My take: Being an open-source model, the performance of Qwen2.5-Coder is amazing. And looking at the image above, it might look like Anthropic Claude is just “slightly better” than GPT-4o and Qwen 2.5 (78% vs 69%). In practice however those percentages is what makes working with Claude so fun and enjoyable, and working with GPT-4o for coding not very fun and enjoyable at all. For me, Claude 3.5 Sonnet (version 20241022) just passed the breakpoint of being “good enough for all coding”, and I have no doubts that Qwen and ChatGPT might reach that point too within 6-12 months. And when they do, if they still keep their Apache 2.0 license, this model will be extremely attractive to use since you can use it offline completely free of charge! Until then however I strongly recommend that you stick with Claude 3.5 and Cursor for all your programming needs.

Google Just Released AlphaFold 3 on GitHub

https://github.com/google-deepmind/alphafold3

The News:

  • Google just opened up its nobel-prize winning AlphaFold 3 protein prediction model, enabling academic researchers to access both code and training weights since its limited release in May.
  • While it now is more “open”, commercial use of AlphaFold 3 is still forbidden, and you cannot use it directly or indirectly for activities that contribute to commercial objectives.
  • You also cannot use AlphaFold 3 in any patent or trademark work, that requires a separate permission.

My take: If you are an academic researcher within MedTech you can start exploring all the possibilities with AlphaFold 3 right now. For commercial companies however you need to initiate a dialog with Google DeepMind and pay for licensing, or wait until the open-source alternative OpenFold3 is released later this year.

Read more:

Stripe Introduces Payment Integration for AI Agents

https://stripe.dev/blog/adding-payments-to-your-agentic-workflows

The News:

  • Stripe has announced a new integration system that allows AI agents to handle payment processing within agentic workflows.
  • The system enables AI agents to autonomously create charges, handle subscriptions, and manage refunds while maintaining security and compliance standards.
  • The platform supports both one-time payments and recurring billing scenarios, with customizable workflow triggers based on payment events.

Try it: Continue the AI news roundup above, starting right after its last sentence.

Supplied data:
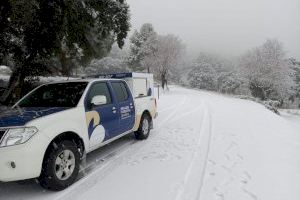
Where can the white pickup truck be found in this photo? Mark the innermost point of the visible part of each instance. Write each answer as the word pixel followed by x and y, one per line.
pixel 48 132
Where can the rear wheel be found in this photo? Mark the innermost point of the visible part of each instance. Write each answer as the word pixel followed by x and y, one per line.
pixel 61 166
pixel 144 129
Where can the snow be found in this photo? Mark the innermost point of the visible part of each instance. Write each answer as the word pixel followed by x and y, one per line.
pixel 204 146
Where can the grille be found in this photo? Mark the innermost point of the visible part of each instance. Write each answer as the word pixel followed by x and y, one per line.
pixel 2 133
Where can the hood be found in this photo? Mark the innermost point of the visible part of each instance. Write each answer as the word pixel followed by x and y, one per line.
pixel 19 117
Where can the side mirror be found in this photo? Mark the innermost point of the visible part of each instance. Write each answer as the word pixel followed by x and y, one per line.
pixel 99 100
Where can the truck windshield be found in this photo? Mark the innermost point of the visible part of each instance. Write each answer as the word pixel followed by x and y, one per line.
pixel 55 95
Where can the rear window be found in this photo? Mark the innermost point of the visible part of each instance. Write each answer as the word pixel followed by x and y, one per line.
pixel 120 91
pixel 55 95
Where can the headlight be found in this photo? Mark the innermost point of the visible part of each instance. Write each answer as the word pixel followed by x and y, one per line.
pixel 17 136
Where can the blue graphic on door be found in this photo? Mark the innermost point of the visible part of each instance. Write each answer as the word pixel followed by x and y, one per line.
pixel 95 130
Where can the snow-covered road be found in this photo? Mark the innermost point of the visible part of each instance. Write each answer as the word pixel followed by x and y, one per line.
pixel 204 146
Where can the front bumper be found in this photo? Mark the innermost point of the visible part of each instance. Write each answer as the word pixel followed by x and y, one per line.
pixel 21 162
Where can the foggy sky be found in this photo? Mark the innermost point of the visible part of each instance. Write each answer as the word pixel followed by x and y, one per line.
pixel 226 27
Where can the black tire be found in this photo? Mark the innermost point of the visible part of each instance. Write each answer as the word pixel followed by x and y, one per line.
pixel 49 178
pixel 141 133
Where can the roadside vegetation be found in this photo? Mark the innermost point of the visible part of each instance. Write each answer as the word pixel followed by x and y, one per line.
pixel 63 38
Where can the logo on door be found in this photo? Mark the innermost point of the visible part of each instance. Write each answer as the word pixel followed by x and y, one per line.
pixel 95 130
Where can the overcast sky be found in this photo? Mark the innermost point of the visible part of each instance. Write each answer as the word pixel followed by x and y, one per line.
pixel 226 27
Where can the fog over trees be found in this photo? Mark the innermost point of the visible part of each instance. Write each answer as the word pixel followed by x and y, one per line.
pixel 40 44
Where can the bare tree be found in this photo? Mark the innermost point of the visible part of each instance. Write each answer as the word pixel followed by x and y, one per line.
pixel 267 71
pixel 169 52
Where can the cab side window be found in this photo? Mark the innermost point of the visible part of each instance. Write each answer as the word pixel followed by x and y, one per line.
pixel 99 89
pixel 120 91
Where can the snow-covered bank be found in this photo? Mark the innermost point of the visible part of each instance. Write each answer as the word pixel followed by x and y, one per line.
pixel 204 146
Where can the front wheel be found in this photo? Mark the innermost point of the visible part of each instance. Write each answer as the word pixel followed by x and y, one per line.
pixel 61 166
pixel 144 129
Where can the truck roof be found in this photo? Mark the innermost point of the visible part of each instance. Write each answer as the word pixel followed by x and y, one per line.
pixel 88 80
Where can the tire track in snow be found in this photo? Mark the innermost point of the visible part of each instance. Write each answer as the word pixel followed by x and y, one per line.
pixel 198 163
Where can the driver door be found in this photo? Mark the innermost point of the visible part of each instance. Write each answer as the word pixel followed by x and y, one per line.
pixel 102 120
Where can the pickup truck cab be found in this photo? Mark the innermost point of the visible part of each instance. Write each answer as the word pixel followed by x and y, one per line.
pixel 48 132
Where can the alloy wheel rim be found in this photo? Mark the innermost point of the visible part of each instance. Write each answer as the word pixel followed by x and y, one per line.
pixel 64 165
pixel 145 127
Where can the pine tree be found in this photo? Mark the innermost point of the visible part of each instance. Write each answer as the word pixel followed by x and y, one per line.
pixel 34 33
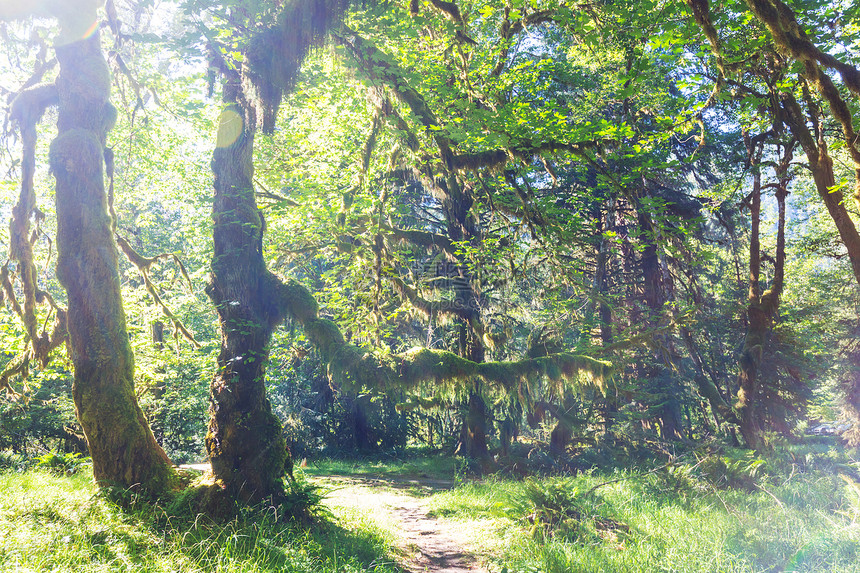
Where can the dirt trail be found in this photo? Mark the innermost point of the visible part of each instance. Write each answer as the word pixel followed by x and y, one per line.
pixel 427 544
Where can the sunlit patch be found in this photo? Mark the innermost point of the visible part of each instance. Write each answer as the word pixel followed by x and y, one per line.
pixel 91 30
pixel 229 128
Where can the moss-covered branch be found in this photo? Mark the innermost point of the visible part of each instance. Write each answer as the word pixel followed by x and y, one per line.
pixel 348 363
pixel 143 265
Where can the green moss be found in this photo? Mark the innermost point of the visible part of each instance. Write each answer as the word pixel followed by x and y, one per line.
pixel 295 300
pixel 76 152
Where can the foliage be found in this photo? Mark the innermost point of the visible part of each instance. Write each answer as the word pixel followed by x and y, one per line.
pixel 59 523
pixel 62 463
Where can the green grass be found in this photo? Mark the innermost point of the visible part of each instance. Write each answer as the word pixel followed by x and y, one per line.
pixel 61 524
pixel 682 519
pixel 429 465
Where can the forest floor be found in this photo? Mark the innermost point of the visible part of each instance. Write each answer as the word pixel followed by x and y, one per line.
pixel 424 542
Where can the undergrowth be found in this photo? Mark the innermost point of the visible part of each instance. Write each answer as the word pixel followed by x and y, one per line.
pixel 722 511
pixel 52 521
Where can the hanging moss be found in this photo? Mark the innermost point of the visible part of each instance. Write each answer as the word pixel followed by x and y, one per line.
pixel 352 365
pixel 273 56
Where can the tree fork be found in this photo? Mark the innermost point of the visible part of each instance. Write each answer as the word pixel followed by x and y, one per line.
pixel 122 446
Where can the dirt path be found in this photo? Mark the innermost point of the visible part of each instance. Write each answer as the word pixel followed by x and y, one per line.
pixel 426 543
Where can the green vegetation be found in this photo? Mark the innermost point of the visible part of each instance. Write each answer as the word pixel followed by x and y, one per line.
pixel 714 513
pixel 594 267
pixel 63 524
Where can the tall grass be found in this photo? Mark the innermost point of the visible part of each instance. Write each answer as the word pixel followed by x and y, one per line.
pixel 56 523
pixel 707 515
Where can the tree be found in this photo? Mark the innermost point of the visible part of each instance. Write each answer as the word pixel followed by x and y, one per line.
pixel 124 451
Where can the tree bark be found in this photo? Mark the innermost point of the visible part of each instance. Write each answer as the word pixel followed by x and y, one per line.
pixel 245 441
pixel 123 449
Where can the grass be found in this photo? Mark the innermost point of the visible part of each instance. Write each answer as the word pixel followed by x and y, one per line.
pixel 61 524
pixel 795 510
pixel 683 518
pixel 412 465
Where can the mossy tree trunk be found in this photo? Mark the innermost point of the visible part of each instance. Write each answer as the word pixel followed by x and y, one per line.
pixel 245 441
pixel 121 444
pixel 762 307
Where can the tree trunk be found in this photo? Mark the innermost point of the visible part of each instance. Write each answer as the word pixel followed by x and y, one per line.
pixel 245 441
pixel 473 433
pixel 761 308
pixel 123 449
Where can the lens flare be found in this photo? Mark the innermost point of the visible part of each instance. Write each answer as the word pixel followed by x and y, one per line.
pixel 229 128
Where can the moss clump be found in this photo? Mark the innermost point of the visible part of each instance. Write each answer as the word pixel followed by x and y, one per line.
pixel 274 55
pixel 294 300
pixel 76 152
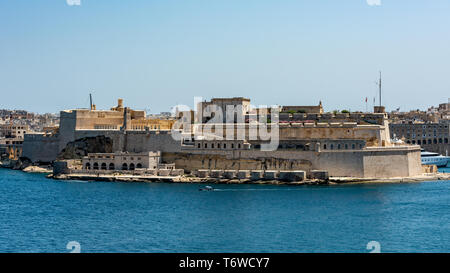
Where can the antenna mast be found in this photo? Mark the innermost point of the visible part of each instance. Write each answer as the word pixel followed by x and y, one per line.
pixel 379 86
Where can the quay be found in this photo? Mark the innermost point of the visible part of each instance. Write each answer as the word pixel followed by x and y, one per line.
pixel 210 180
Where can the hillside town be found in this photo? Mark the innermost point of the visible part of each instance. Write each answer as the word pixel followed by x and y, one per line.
pixel 310 142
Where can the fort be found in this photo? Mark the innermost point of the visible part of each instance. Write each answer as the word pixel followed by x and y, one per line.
pixel 353 145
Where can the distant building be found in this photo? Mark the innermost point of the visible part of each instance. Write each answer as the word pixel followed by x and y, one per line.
pixel 13 130
pixel 122 161
pixel 433 137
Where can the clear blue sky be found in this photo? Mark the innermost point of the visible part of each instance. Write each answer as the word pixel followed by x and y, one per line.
pixel 155 54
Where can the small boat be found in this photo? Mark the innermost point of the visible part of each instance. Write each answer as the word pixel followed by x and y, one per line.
pixel 206 188
pixel 429 158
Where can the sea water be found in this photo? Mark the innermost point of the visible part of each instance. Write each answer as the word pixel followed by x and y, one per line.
pixel 43 215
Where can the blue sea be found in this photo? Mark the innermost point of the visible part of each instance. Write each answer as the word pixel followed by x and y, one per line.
pixel 43 215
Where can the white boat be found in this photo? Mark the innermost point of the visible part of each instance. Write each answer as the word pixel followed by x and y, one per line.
pixel 430 158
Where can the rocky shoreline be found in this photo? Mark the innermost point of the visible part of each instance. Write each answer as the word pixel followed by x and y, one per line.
pixel 192 179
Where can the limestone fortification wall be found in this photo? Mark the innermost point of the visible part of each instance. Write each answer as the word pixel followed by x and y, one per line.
pixel 369 162
pixel 376 163
pixel 40 148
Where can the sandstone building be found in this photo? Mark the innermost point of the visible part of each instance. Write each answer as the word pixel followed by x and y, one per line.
pixel 344 144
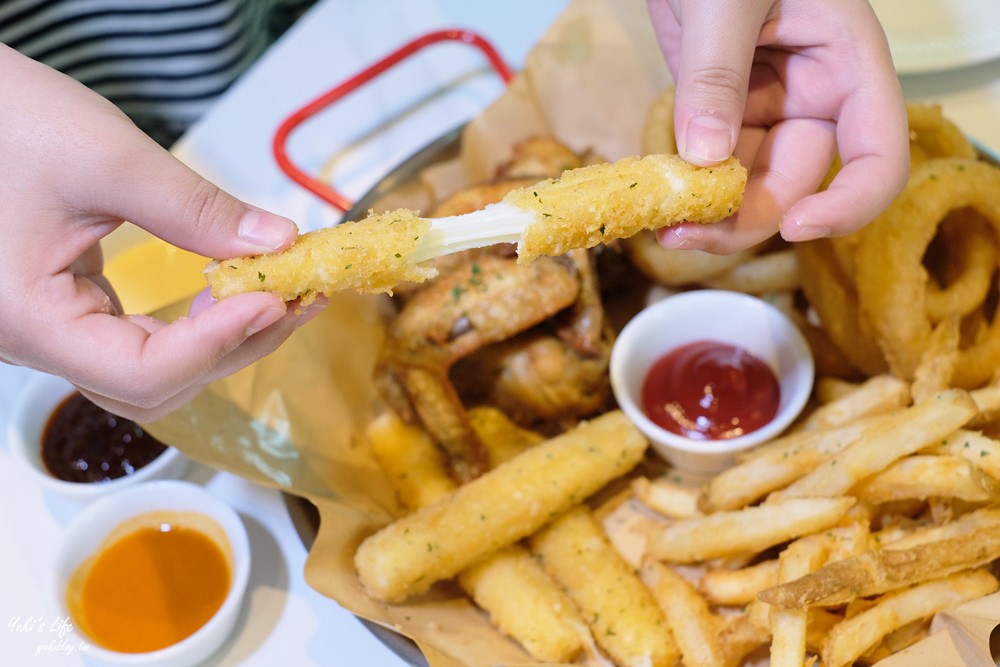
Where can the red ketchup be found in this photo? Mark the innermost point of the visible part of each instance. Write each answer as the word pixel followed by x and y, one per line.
pixel 708 390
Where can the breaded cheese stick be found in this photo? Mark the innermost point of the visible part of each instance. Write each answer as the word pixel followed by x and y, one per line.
pixel 580 209
pixel 624 617
pixel 523 602
pixel 497 509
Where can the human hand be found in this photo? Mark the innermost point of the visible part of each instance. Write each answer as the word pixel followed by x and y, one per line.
pixel 73 168
pixel 784 85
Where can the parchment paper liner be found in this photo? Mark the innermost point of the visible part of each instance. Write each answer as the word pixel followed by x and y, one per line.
pixel 296 420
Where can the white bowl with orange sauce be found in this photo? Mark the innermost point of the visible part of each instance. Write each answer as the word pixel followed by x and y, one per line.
pixel 153 575
pixel 735 326
pixel 32 412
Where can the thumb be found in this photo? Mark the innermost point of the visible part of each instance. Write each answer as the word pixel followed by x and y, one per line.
pixel 717 43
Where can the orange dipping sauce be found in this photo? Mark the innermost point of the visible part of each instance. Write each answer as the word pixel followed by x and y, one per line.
pixel 156 580
pixel 708 390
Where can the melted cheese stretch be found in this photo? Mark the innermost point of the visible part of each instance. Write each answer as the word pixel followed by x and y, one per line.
pixel 580 209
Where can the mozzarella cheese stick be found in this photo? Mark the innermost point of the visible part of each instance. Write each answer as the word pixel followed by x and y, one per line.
pixel 580 209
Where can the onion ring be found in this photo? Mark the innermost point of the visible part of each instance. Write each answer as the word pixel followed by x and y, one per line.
pixel 892 280
pixel 970 255
pixel 833 297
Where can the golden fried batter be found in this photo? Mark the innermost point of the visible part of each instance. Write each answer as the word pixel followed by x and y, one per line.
pixel 580 209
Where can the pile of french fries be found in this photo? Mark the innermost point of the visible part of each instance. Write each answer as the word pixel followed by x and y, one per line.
pixel 833 545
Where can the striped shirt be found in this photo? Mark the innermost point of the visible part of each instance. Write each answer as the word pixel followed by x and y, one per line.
pixel 163 62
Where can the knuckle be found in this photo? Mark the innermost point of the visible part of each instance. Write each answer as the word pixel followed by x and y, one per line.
pixel 206 204
pixel 718 83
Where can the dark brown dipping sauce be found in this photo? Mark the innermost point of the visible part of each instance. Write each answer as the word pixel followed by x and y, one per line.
pixel 85 443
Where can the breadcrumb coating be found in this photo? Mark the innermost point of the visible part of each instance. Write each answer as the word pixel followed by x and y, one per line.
pixel 590 205
pixel 369 255
pixel 580 209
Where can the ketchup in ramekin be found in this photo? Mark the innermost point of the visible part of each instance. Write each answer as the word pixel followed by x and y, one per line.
pixel 708 390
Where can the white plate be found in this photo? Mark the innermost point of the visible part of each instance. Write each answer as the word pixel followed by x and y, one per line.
pixel 935 35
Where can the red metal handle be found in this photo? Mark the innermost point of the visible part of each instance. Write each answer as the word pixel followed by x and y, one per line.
pixel 325 191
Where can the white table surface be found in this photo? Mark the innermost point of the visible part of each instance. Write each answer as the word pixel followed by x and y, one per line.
pixel 284 621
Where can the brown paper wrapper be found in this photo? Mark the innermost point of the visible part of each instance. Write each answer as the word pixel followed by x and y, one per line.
pixel 296 420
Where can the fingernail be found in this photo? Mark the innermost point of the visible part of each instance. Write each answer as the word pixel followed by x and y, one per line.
pixel 311 311
pixel 265 230
pixel 796 230
pixel 265 319
pixel 707 139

Response below:
My take: Still not convinced AI Agents are just about to explode globally? Everything that can be automated will become automated, and I believe this will happen much sooner than anyone could have ever guessed. The integration of payment processing into agentic workflows could revolutionize how businesses handle transactions, particularly in scenarios involving complex, multi-step processes. An AI agent could now handle the entire customer journey from initial contact through to payment processing and follow-up.

Anthropic Launches Prompt Improver

https://www.anthropic.com/news/prompt-improver

The News:

  • Anthropic just launched a new prompt improver that allows developers to take existing prompts and use Claude to refine them using advanced prompt engineering techniques.
  • The prompt improver automatically refines prompts using techniques like chain-of-thought reasoning, example standardization, and prefill addition.
  • Based on tests, the prompt improver increased accuracy by 30% for a multilabel classification test and brought word count adherence up to 100% for a summarization task.

My take: It’s so fascinating to see all these new AI tools getting invented and developed based on new needs. We are breaking new grounds with Machine Learning, and much like when the Internet was getting traction 25 years ago, much of the work today is creating the right tools to increase efficiency with all our new technologies. This prompt improver by Anthropic looks great, and I think this or a similar tool will soon be a requirement for all companies working with generative AI going forward.